Rewrite the material from its start through the line containing "[17,17,114,646]", changing every "query_string" to "search_term" and keeping everything else the same.

-- start --

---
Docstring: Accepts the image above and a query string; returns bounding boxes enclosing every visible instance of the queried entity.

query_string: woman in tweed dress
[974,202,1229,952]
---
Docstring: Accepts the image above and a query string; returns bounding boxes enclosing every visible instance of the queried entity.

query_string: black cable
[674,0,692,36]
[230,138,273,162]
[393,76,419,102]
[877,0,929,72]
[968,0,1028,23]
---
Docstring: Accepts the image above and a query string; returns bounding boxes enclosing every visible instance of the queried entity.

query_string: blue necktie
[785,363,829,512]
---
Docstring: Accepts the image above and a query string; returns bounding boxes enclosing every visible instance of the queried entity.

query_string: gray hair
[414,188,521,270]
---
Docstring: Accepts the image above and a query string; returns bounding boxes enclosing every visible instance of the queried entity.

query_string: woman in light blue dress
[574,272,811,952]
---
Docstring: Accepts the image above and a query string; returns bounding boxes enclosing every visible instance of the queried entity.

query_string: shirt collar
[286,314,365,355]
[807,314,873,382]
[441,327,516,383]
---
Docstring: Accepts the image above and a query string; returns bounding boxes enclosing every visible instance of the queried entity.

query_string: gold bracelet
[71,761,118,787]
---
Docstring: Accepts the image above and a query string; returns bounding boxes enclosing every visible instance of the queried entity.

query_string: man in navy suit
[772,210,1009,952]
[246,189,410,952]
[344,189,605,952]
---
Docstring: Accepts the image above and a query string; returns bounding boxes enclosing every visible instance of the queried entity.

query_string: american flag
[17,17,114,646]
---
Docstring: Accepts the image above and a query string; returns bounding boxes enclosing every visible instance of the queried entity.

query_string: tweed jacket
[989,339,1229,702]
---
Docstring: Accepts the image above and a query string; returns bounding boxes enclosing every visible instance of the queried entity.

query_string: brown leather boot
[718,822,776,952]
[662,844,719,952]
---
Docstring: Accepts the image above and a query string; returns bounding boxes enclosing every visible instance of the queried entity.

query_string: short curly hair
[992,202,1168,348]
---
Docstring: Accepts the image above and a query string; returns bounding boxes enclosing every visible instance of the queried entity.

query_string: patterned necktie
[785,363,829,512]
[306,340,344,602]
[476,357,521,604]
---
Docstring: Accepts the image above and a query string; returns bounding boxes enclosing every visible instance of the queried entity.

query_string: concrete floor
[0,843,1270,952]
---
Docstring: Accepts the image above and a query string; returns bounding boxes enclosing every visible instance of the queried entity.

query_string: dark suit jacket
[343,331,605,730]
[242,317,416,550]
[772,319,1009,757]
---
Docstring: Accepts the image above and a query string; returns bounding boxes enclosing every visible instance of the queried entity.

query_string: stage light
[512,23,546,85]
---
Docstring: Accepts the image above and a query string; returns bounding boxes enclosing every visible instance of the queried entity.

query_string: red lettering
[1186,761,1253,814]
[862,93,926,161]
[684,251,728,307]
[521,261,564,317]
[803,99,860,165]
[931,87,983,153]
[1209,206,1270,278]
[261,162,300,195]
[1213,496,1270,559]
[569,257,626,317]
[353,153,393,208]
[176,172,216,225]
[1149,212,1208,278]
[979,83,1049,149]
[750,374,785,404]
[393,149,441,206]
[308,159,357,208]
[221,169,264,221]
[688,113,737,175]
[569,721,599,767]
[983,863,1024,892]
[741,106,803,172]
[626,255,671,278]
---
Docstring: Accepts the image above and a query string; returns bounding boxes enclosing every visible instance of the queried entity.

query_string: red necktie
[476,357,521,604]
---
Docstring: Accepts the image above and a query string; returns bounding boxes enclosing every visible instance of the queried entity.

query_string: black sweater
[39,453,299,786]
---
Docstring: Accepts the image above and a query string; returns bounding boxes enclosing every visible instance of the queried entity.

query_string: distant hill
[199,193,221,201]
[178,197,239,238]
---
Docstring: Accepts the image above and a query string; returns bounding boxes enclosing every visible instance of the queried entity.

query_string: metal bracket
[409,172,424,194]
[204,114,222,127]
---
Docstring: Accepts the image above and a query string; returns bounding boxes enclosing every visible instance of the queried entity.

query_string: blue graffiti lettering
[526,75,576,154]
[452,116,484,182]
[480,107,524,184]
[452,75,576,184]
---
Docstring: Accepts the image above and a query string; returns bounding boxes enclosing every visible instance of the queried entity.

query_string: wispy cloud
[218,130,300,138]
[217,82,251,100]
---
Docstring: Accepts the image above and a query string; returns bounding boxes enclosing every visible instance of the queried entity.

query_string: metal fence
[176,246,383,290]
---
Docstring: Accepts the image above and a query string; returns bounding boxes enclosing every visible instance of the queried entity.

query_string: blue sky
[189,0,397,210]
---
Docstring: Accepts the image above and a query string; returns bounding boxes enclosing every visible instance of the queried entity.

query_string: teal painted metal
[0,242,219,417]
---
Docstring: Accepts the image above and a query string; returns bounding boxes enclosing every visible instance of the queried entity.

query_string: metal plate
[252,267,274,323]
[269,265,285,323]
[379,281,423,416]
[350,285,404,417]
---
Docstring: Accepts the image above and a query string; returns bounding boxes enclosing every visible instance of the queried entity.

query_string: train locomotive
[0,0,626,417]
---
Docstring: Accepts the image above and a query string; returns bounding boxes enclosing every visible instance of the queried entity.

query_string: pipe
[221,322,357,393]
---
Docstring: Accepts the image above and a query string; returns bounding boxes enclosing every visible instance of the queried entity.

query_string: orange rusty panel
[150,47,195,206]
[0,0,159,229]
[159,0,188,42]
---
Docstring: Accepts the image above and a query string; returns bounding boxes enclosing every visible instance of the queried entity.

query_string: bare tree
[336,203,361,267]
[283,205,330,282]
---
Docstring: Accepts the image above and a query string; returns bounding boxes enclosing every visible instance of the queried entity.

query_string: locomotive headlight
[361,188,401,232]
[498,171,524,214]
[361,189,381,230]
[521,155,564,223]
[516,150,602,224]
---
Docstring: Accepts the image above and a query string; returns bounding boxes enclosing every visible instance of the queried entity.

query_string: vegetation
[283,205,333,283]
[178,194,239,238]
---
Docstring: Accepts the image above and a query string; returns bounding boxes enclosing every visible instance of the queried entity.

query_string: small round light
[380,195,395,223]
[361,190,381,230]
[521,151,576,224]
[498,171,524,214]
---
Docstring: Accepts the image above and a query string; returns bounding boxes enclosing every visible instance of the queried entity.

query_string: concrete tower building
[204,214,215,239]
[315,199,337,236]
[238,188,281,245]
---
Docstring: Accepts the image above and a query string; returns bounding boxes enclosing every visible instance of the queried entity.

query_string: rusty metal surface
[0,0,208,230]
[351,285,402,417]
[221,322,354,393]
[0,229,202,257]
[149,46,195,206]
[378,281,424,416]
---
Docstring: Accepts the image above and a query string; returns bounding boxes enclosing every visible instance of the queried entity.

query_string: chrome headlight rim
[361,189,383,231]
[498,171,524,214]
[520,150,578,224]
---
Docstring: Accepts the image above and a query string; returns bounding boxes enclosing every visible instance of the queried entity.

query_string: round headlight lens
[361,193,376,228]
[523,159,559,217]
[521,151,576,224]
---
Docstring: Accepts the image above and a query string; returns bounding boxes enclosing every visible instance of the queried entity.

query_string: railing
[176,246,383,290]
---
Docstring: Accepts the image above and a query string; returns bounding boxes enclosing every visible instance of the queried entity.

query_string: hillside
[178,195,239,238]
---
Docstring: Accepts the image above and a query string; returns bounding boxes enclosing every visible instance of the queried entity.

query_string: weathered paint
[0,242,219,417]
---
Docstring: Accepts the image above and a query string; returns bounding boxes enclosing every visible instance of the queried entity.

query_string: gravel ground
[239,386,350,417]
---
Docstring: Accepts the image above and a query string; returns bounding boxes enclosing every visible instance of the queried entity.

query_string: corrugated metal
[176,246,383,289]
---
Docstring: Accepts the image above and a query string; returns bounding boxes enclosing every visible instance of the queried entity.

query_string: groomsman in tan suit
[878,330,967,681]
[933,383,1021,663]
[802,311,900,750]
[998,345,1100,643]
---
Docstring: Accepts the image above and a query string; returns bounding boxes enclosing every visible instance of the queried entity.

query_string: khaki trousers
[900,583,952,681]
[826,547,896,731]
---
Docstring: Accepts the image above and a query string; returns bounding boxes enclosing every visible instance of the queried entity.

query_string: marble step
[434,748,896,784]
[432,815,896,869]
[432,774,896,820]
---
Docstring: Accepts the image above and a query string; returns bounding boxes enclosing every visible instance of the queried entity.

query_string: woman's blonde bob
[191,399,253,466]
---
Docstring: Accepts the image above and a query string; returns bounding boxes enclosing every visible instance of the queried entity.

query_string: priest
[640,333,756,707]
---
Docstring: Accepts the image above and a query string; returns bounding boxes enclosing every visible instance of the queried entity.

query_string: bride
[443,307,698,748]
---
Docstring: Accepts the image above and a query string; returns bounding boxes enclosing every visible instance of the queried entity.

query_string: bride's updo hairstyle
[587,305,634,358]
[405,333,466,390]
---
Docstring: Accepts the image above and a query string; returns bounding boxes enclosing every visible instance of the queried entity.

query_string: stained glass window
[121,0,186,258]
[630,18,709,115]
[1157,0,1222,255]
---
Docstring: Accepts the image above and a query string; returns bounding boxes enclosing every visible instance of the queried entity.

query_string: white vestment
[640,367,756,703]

-- end --

TASK RESULT:
---
Docstring: Accepts the image above and a query string; returns bounding boxes enclosing every visible instance of the queried entity.

search_term: woman in tweed dress
[974,202,1229,952]
---
Docstring: Accepts the image above and a query string; returns bounding boxes enclosing every visible instance of the queried entity.

search_term: black cable
[674,0,692,36]
[230,138,273,162]
[393,76,419,102]
[877,0,929,72]
[968,0,1028,23]
---
Docstring: Accepts the image above and a query string; returns bounding boxes enclosing every visible instance of the queried entity.

search_term: blue necktie
[785,363,829,512]
---
Docstring: Accepts the image above and a query string; returns bounding boxes enclosing every visible instance of the queried entity.

search_term: gray hair
[414,188,521,270]
---
Docstring: Accepts the image above and a query string; returns bounding boxes enclosing every visible instance of the queried entity.

search_term: woman in light blue dress
[574,272,811,952]
---
Docstring: Accepts the image above and a query string; returns bounding boxes enclosing every visible instance of the queried entity.

search_term: shirt collar
[286,314,365,355]
[807,314,873,382]
[441,327,516,383]
---
Docstring: Accepts the image above and a query string; returns bounding boxes enclosing every visible instance of the queried entity.

search_term: gold bracelet
[71,761,118,787]
---
Docstring: Accepts the image above and a query string; returns bounding boxes enclosing every visible instance of the queried entity.

search_term: man in navy suit
[772,210,1009,952]
[246,189,410,952]
[344,189,605,952]
---
Docstring: Accepts the image above and a query string; returns bounding boxes enclosing every visible instance of the queried entity.

search_term: american flag
[17,17,114,646]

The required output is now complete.